======== DATA EXTRACT

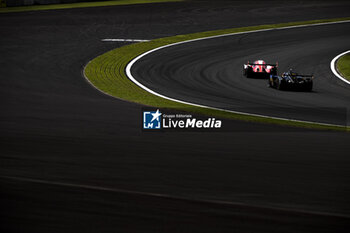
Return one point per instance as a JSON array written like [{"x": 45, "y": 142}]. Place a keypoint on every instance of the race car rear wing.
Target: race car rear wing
[{"x": 275, "y": 65}]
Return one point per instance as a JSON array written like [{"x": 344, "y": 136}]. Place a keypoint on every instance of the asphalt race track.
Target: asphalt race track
[
  {"x": 209, "y": 72},
  {"x": 75, "y": 160}
]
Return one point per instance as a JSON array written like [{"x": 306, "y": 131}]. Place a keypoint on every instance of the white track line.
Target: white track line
[
  {"x": 123, "y": 40},
  {"x": 334, "y": 69},
  {"x": 171, "y": 197},
  {"x": 132, "y": 62}
]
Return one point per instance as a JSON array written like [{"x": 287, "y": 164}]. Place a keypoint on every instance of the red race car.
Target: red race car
[{"x": 259, "y": 68}]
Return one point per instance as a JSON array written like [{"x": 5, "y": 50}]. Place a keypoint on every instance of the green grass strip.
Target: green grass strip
[
  {"x": 343, "y": 66},
  {"x": 80, "y": 5},
  {"x": 107, "y": 73}
]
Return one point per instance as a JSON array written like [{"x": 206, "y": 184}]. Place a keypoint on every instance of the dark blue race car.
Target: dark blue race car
[{"x": 291, "y": 81}]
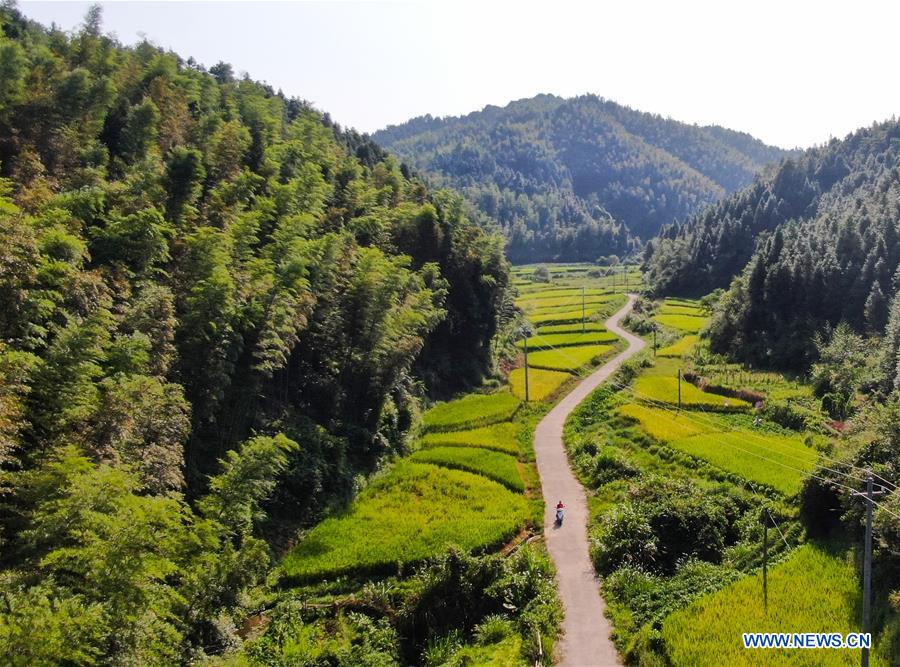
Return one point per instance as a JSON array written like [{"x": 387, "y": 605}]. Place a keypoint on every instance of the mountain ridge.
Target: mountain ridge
[{"x": 574, "y": 178}]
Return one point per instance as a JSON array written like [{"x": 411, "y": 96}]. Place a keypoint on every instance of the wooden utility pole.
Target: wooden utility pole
[
  {"x": 526, "y": 369},
  {"x": 766, "y": 564},
  {"x": 582, "y": 310},
  {"x": 869, "y": 497},
  {"x": 679, "y": 388}
]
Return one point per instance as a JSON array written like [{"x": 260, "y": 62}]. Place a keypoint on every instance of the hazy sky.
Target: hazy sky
[{"x": 791, "y": 72}]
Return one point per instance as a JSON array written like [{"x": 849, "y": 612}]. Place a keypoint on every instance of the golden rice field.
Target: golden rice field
[
  {"x": 665, "y": 389},
  {"x": 813, "y": 591},
  {"x": 411, "y": 513},
  {"x": 502, "y": 437},
  {"x": 568, "y": 339},
  {"x": 471, "y": 411},
  {"x": 567, "y": 358},
  {"x": 542, "y": 383},
  {"x": 679, "y": 348}
]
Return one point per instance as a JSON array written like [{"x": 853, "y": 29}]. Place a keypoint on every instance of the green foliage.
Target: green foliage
[
  {"x": 542, "y": 341},
  {"x": 196, "y": 274},
  {"x": 500, "y": 437},
  {"x": 542, "y": 383},
  {"x": 497, "y": 466},
  {"x": 471, "y": 411},
  {"x": 665, "y": 389},
  {"x": 568, "y": 358},
  {"x": 665, "y": 425},
  {"x": 813, "y": 591},
  {"x": 828, "y": 251},
  {"x": 663, "y": 524},
  {"x": 577, "y": 178},
  {"x": 680, "y": 348},
  {"x": 410, "y": 514},
  {"x": 845, "y": 362},
  {"x": 752, "y": 457}
]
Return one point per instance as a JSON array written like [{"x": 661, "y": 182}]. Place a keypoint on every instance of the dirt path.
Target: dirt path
[{"x": 586, "y": 631}]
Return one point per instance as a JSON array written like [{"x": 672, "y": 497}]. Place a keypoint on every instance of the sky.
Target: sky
[{"x": 793, "y": 73}]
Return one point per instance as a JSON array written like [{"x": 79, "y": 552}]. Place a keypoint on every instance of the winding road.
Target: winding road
[{"x": 586, "y": 638}]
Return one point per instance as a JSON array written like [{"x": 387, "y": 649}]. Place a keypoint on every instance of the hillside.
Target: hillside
[
  {"x": 814, "y": 244},
  {"x": 218, "y": 313},
  {"x": 574, "y": 179}
]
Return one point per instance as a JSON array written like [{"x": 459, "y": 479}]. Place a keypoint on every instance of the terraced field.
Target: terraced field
[
  {"x": 813, "y": 591},
  {"x": 413, "y": 512}
]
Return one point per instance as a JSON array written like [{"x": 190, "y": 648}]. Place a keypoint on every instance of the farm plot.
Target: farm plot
[
  {"x": 471, "y": 411},
  {"x": 575, "y": 327},
  {"x": 679, "y": 348},
  {"x": 687, "y": 323},
  {"x": 569, "y": 358},
  {"x": 500, "y": 437},
  {"x": 663, "y": 424},
  {"x": 778, "y": 462},
  {"x": 541, "y": 382},
  {"x": 497, "y": 466},
  {"x": 415, "y": 511},
  {"x": 665, "y": 389},
  {"x": 813, "y": 591},
  {"x": 567, "y": 339}
]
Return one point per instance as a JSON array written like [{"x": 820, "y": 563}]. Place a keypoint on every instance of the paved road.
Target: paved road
[{"x": 586, "y": 631}]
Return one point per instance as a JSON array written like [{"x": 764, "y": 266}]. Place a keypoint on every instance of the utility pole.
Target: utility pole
[
  {"x": 526, "y": 369},
  {"x": 869, "y": 497},
  {"x": 582, "y": 310},
  {"x": 679, "y": 389},
  {"x": 765, "y": 565}
]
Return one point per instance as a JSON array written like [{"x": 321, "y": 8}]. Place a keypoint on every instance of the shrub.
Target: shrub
[
  {"x": 813, "y": 591},
  {"x": 663, "y": 523},
  {"x": 471, "y": 411}
]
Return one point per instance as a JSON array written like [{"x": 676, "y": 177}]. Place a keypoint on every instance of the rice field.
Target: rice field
[
  {"x": 813, "y": 591},
  {"x": 679, "y": 348},
  {"x": 561, "y": 317},
  {"x": 569, "y": 358},
  {"x": 502, "y": 437},
  {"x": 575, "y": 327},
  {"x": 665, "y": 389},
  {"x": 778, "y": 462},
  {"x": 542, "y": 383},
  {"x": 568, "y": 339},
  {"x": 687, "y": 323},
  {"x": 497, "y": 466},
  {"x": 664, "y": 425},
  {"x": 411, "y": 513},
  {"x": 471, "y": 411}
]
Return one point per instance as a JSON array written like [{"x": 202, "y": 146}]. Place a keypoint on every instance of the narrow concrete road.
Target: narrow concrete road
[{"x": 586, "y": 631}]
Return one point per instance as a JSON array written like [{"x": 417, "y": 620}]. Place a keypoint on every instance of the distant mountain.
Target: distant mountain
[
  {"x": 814, "y": 243},
  {"x": 573, "y": 179}
]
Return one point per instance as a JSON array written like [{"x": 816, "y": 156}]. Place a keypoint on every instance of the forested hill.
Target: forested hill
[
  {"x": 574, "y": 179},
  {"x": 208, "y": 293},
  {"x": 826, "y": 233}
]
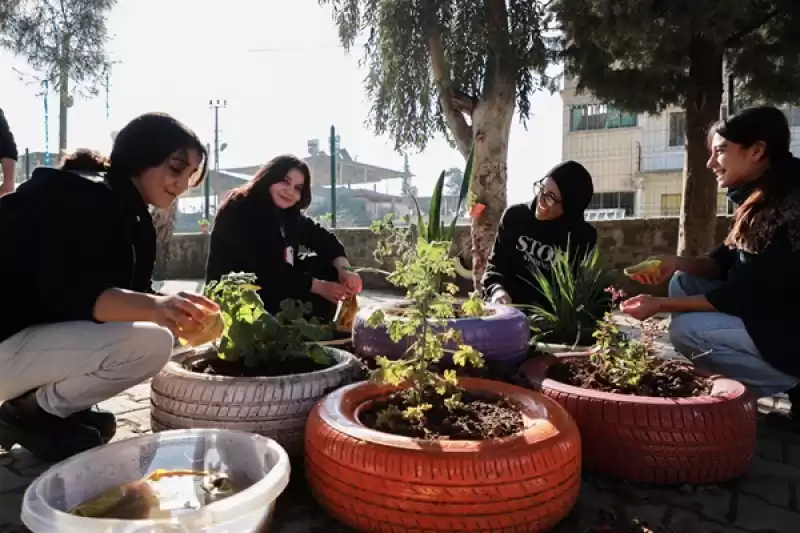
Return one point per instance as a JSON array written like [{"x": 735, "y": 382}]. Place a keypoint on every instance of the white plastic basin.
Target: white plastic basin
[{"x": 259, "y": 460}]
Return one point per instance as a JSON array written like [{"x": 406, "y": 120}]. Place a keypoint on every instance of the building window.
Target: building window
[
  {"x": 677, "y": 129},
  {"x": 671, "y": 204},
  {"x": 599, "y": 117},
  {"x": 792, "y": 115},
  {"x": 614, "y": 200}
]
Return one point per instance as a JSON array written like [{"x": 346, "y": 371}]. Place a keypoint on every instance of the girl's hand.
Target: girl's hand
[
  {"x": 641, "y": 307},
  {"x": 668, "y": 267},
  {"x": 351, "y": 280},
  {"x": 331, "y": 291},
  {"x": 182, "y": 311},
  {"x": 501, "y": 297}
]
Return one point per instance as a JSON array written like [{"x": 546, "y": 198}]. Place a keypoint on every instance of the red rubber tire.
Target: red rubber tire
[
  {"x": 379, "y": 482},
  {"x": 698, "y": 440}
]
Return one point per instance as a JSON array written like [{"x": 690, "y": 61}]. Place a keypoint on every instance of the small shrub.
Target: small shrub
[{"x": 254, "y": 336}]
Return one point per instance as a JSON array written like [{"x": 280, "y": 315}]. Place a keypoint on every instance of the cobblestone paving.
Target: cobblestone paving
[{"x": 765, "y": 500}]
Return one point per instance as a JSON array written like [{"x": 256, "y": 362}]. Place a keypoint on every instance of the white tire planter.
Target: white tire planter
[{"x": 275, "y": 407}]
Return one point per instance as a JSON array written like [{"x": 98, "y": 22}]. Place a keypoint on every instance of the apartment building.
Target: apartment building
[{"x": 636, "y": 159}]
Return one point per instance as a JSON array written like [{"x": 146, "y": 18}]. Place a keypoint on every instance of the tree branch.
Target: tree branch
[
  {"x": 499, "y": 72},
  {"x": 449, "y": 97},
  {"x": 737, "y": 37}
]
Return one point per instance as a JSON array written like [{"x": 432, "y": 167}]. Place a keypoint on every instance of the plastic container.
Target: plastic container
[{"x": 259, "y": 460}]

================

* **SHORT PROBLEM**
Look above for the line containing "white tire planter."; copy from it through the last line, exactly, and nothing more.

* **FULL OUTPUT**
Return one point per instance as a JSON array written like [{"x": 256, "y": 362}]. Place a keypoint on every instance of the white tire planter.
Target: white tire planter
[{"x": 275, "y": 407}]
Return one point per instance as a JSON array written like [{"x": 98, "y": 22}]. Place a keypoint on every instance of the apartment building.
Target: apartment building
[{"x": 636, "y": 159}]
Return one point per instance as a JSON array written like [{"x": 146, "y": 18}]. Place a keypoint on every instance of the tree branch.
Target: tree branch
[
  {"x": 499, "y": 72},
  {"x": 449, "y": 97},
  {"x": 737, "y": 37}
]
Return one point per instance as a JSON array written like [{"x": 432, "y": 167}]. Place a keypoint on every instance of the plastic container.
Target: plastic container
[{"x": 259, "y": 460}]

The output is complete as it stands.